Study text
┏━━

I met Skyler Hitchcox outside of a a dark and dusty music venue in Denver, Colorado. It was the first year for the Goldrush Music Festival and I was sitting on the curb of Broadway waiting for the next band to start. I looked over and saw a daringly drunk and bearded man sitting next to me. I commented on how much I liked his beard and asked if he was having a good time. We exchanged a few more thoughts and then realized he was Silver Antlers, the next band that I was waiting for.
We kept in touch and almost three years later, Silver Antlers released it's fourth album "All a River" in February of this year. The hazy, shoegaze-y album reveals a raw and deeper side of Silver Antlers than previous works. (Hitchcox's solo project began in 2008). A very emotionally charged album, Hitchcox explains his inspiration, his modest recording set up and making peace.
Where did you get your inspiration from for this album?
A lot of the inspiration came from records I was really excited about at the time. Slowdive "Souvlaki", Grouper "Dragging a Dead Deer Up a Hill", any Stars of the Lid or Windy & Carl, and a lot of stuff my good friends were working on (Stag Hare, Seven Feathers Rainwater, Lake Mary, so many other,) but mostly from things I was dealing with at the time.

┗━━

[Natural-language object grounding data]
┏━━

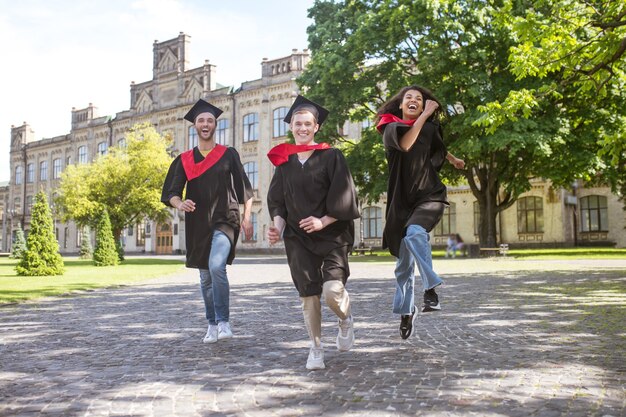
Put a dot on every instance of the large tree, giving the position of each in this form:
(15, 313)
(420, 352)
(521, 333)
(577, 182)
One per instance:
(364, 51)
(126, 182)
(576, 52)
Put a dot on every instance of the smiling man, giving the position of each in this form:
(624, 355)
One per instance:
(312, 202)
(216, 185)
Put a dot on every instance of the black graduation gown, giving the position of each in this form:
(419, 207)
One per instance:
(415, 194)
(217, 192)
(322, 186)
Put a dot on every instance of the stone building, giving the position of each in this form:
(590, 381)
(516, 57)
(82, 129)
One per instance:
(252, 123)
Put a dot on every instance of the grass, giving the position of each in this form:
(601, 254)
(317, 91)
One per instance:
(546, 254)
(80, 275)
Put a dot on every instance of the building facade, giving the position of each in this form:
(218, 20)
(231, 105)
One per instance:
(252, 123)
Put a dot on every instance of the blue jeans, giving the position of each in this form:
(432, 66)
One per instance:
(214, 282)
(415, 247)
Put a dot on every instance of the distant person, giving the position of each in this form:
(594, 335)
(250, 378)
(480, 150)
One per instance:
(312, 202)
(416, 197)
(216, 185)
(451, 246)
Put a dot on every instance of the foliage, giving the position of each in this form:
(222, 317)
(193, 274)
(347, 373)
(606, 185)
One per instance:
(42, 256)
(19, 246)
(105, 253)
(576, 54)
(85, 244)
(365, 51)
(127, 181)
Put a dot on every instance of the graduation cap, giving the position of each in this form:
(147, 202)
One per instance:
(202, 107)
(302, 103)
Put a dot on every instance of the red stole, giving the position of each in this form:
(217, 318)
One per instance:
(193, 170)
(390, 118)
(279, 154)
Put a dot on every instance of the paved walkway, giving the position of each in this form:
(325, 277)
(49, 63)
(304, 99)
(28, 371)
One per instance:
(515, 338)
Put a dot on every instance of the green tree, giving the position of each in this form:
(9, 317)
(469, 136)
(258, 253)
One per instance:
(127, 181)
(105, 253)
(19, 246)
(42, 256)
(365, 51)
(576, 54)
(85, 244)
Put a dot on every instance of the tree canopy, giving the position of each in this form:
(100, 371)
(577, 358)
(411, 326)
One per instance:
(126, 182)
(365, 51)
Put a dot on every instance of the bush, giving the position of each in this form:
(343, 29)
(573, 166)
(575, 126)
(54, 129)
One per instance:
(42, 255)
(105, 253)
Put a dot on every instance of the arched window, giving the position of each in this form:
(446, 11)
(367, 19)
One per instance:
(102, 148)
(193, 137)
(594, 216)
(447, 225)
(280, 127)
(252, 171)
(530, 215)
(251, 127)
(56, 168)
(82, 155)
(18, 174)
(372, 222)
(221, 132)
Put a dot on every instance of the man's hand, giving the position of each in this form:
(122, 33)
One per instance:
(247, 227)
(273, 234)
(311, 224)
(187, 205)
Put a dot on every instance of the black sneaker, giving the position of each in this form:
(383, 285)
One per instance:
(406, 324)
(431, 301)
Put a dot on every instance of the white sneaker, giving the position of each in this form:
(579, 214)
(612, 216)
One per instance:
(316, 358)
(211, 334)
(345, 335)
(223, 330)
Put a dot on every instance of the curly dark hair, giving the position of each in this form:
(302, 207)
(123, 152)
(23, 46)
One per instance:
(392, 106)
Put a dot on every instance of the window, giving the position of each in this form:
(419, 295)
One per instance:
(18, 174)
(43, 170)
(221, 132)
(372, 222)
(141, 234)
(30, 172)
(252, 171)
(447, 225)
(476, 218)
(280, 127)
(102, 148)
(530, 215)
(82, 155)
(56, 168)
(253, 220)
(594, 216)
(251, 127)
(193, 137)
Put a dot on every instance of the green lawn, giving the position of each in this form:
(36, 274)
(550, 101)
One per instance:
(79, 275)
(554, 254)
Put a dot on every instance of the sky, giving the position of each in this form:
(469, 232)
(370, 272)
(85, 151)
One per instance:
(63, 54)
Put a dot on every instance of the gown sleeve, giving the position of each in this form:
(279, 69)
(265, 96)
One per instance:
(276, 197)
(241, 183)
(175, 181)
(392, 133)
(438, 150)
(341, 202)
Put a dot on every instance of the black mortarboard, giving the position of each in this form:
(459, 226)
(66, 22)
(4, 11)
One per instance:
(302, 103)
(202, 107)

┗━━

What to produce
Decide whether each statement agrees with the Silver Antlers text above, answering yes or no and quoting the words of the text that settle it: (a) The writer first met Hitchcox during the first year of the Goldrush Music Festival. (b) "All a River" is the third Silver Antlers album. (c) Hitchcox says the album's inspiration came mostly from records he was excited about.

Answer
(a) Yes: "It was the first year for the Goldrush Music Festival"
(b) No: "Silver Antlers released it's fourth album "All a River""
(c) No: "but mostly from things I was dealing with at the time"